== Task directions ==
Everything from the line containing "of the dark" down to the last line of the entries below must be transcribed exactly, and nothing else.

[Begin Provided data]

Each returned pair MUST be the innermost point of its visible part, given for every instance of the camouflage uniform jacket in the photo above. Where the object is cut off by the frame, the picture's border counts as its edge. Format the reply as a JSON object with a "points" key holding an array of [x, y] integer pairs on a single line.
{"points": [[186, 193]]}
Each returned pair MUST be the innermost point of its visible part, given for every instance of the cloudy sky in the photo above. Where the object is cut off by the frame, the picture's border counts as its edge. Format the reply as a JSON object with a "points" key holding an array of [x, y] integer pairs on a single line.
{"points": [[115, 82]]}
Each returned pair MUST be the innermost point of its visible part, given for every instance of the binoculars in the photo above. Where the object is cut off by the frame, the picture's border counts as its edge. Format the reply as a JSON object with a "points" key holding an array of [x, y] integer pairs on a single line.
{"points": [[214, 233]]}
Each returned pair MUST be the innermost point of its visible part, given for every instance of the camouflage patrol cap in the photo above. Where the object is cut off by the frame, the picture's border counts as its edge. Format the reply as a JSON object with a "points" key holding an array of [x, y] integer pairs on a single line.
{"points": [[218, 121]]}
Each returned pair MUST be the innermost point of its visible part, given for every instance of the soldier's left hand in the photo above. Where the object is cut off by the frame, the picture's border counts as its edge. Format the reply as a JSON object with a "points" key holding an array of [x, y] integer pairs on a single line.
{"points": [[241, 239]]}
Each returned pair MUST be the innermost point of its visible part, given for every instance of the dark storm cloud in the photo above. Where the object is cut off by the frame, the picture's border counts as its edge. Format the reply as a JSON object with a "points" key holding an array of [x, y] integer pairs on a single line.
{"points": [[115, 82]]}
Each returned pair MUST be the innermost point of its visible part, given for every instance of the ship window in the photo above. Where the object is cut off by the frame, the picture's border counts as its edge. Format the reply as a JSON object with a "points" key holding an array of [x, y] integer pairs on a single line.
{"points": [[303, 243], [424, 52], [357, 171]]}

[End Provided data]

== Result below ==
Each returned pair MUST be the innermost point of its visible part, given for every instance of the dark storm cloud in the photo above. Where the object is cut off by the frame, the picture's border counts as its edge. Format the reply as a JSON object with a "points" key holding an array of [x, y] integer pairs on a single line.
{"points": [[115, 82]]}
Each returned pair MUST be the innermost point of its visible part, given for every instance of the ship window in the photo above. Where the object is cut off by the frame, the picture's border counts as its edge. Format the reply as a JSON object with a "points" key holding an array of [x, y] integer pairs on a single line.
{"points": [[303, 243], [424, 52], [357, 171]]}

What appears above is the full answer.